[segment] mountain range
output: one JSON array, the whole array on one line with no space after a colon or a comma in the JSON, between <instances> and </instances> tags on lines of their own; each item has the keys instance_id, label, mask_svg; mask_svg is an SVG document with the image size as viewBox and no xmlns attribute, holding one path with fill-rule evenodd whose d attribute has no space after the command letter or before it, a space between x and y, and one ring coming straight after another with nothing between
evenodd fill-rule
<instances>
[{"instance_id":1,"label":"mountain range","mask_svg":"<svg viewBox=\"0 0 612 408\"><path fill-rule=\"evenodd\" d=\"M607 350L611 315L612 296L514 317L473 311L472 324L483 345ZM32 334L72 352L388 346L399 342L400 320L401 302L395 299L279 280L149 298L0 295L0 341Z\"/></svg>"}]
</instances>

---

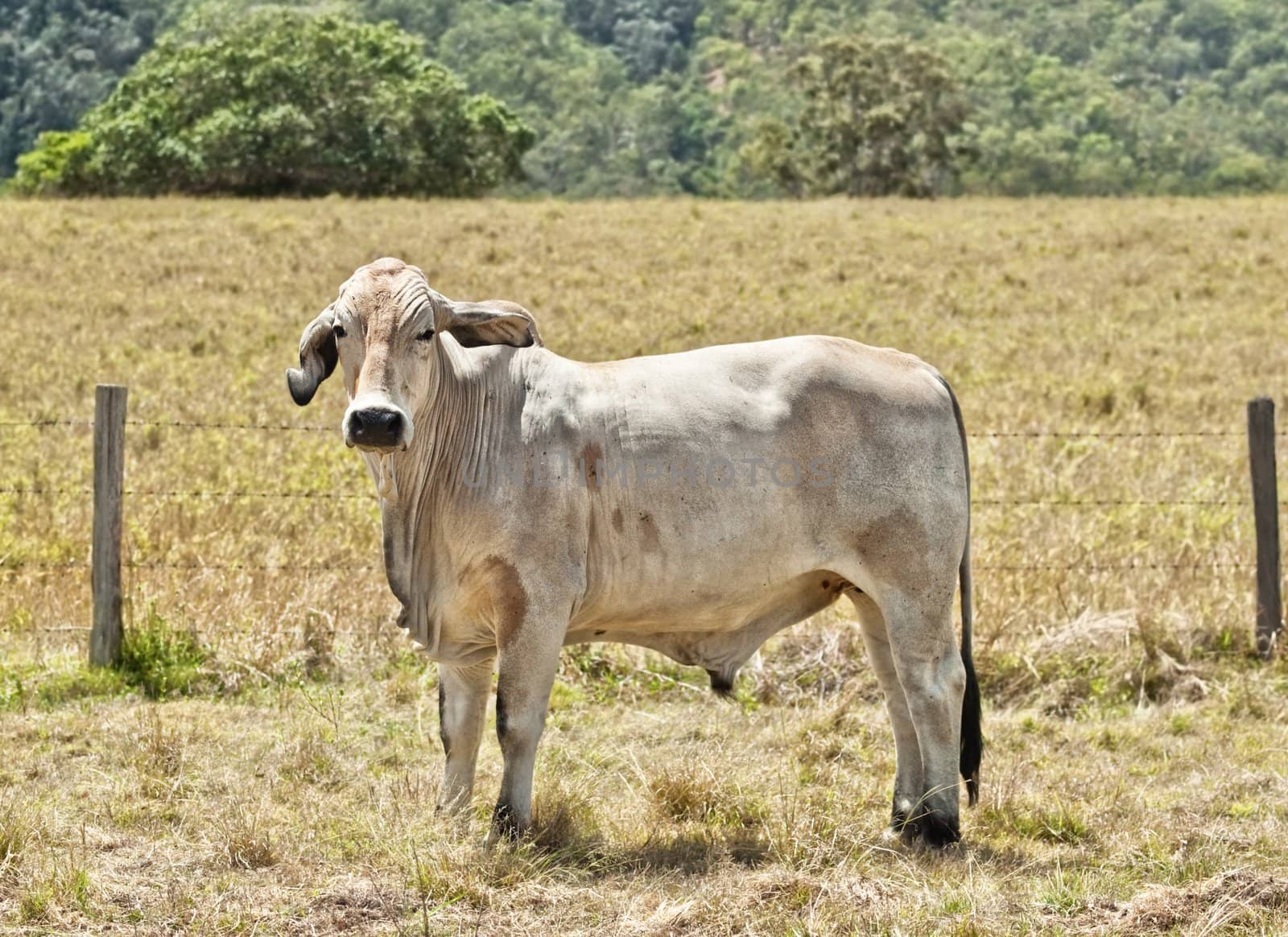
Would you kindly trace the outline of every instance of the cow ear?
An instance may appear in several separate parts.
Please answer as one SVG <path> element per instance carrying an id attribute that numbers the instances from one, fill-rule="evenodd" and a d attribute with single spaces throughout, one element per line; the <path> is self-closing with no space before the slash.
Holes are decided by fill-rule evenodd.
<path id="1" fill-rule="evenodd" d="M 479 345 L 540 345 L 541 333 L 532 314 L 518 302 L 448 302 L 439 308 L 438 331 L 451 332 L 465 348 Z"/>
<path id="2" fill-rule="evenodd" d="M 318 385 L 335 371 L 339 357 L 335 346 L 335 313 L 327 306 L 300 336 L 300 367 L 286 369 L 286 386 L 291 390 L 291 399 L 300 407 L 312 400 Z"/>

--

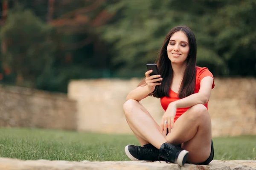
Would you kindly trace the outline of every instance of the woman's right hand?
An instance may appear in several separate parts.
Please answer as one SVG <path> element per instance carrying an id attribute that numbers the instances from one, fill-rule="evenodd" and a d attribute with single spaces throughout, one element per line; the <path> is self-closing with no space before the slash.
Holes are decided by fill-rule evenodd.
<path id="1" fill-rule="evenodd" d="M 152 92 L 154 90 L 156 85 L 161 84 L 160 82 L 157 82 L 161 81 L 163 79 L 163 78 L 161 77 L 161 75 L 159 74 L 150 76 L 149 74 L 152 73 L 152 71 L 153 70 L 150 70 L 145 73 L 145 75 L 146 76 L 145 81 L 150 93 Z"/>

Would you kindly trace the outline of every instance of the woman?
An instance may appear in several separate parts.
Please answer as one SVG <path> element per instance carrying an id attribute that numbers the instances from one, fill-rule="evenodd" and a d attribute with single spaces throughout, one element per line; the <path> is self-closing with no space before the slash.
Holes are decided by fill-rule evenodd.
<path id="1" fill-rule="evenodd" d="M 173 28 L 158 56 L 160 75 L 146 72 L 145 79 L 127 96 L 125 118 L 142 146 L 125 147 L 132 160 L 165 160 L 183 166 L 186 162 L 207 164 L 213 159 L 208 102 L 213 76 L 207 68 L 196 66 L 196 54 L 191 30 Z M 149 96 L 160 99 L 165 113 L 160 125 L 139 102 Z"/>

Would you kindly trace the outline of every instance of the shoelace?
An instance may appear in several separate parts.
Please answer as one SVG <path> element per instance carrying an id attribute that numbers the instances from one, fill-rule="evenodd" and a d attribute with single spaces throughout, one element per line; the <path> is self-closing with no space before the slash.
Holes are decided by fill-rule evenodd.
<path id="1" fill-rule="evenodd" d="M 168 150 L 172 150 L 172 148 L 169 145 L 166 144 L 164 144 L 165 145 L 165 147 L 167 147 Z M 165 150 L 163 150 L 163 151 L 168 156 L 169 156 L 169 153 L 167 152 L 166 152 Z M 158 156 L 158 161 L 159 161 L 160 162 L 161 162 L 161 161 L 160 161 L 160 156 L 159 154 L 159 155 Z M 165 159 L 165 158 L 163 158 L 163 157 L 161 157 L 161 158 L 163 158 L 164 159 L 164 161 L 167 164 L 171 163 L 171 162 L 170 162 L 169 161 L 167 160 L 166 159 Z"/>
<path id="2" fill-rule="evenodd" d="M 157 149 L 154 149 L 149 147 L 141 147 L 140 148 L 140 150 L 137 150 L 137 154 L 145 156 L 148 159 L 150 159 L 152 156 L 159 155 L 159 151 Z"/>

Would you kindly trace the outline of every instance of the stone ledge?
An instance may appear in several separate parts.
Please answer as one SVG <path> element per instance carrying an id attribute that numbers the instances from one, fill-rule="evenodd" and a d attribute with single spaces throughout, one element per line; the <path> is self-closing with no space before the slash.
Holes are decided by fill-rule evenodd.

**Direction**
Return each line from the items above that contains the word "kindly". Case counts.

**The response**
Would you kindly trace the outline of every instance of the cow ear?
Would you kindly trace the outline of every instance of the woman's right hand?
Would you kindly trace the outline of every instance of the woman?
Would you kindly trace the outline of every instance of the shoelace?
Would you kindly trace the outline of every instance of the stone ledge?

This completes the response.